• Data to use:
---

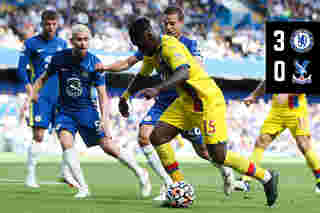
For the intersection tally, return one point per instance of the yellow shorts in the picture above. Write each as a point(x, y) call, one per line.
point(211, 122)
point(279, 120)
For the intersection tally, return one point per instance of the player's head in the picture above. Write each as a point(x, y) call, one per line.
point(173, 21)
point(143, 36)
point(80, 38)
point(49, 23)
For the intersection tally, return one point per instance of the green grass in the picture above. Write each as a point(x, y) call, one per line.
point(114, 189)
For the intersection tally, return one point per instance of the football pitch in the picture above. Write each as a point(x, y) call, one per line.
point(114, 189)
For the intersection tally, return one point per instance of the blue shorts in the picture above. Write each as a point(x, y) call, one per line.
point(86, 122)
point(154, 114)
point(42, 113)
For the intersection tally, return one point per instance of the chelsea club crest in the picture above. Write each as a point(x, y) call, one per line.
point(301, 75)
point(301, 41)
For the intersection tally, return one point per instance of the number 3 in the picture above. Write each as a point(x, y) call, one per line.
point(280, 41)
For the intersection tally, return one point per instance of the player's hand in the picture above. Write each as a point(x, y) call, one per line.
point(148, 93)
point(34, 97)
point(249, 100)
point(124, 107)
point(99, 67)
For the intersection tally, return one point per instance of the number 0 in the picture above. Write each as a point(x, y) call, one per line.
point(280, 41)
point(279, 71)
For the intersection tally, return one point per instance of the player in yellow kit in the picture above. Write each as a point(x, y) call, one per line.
point(200, 103)
point(288, 111)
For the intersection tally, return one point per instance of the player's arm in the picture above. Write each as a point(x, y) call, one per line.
point(99, 83)
point(176, 58)
point(104, 109)
point(137, 81)
point(196, 52)
point(259, 91)
point(43, 79)
point(24, 60)
point(39, 84)
point(120, 65)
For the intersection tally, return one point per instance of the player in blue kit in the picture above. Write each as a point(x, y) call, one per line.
point(78, 112)
point(37, 53)
point(173, 20)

---

• Instructions to follow: Your answer must be the full listing, reproduced word for word, without its pictures.

• Result for this exercise:
For the intersection tally, return one point per instance of the yellow shorts in the picture above. Write each as a point(x, y) call, one per line.
point(211, 122)
point(279, 120)
For the intersection tally, return one point per instance of the player's head in the picture above. Write each as a point(x, y) call, one per line.
point(173, 21)
point(143, 36)
point(80, 38)
point(49, 23)
For the intersection tally, return one point per instance of the green grass in the picture above. Write each as a point(x, y) call, one per line.
point(114, 189)
For the intersection tally, return one point per instance of the football pitch in the picture above. Write each as a point(x, y) call, one per line.
point(114, 189)
For the intersection tally, return one point per instance of the blue shorts in the picture above. Write each as a point(x, y) call, one per line.
point(86, 122)
point(154, 114)
point(42, 113)
For the intersection tally, return one point per instance of the chelsea club crest in the picture above. Write each as a point(x, y) call, one per line.
point(301, 75)
point(301, 41)
For the intersection tally, return one point per instance of the number 3 in the picture above. Write each as a point(x, y) call, one per line.
point(280, 41)
For the intersection tally, return one point per instance of the player's hand in the picture above. Write each as a point(x, y) call, one per line.
point(148, 93)
point(34, 97)
point(249, 100)
point(124, 107)
point(99, 67)
For the intersection tally, return one point per instance of the number 0 in the picture above. Write each as a point(x, y) call, one per line.
point(280, 41)
point(279, 71)
For the intersection tally, return one point per instance of the player in yellow kit in the picture above. Write each as a point(x, y) call, one per line.
point(200, 103)
point(288, 111)
For the intersection tally, return one point per instance of the player's arm in the picture above. Write each as a point(x, y) call, one per line.
point(99, 83)
point(176, 58)
point(104, 109)
point(137, 81)
point(196, 52)
point(259, 91)
point(43, 79)
point(24, 60)
point(39, 84)
point(120, 65)
For the intersection tally, return one point per instance of the player in blue kit in the picture above. Write each as a point(x, y) call, one per line.
point(78, 112)
point(37, 53)
point(173, 20)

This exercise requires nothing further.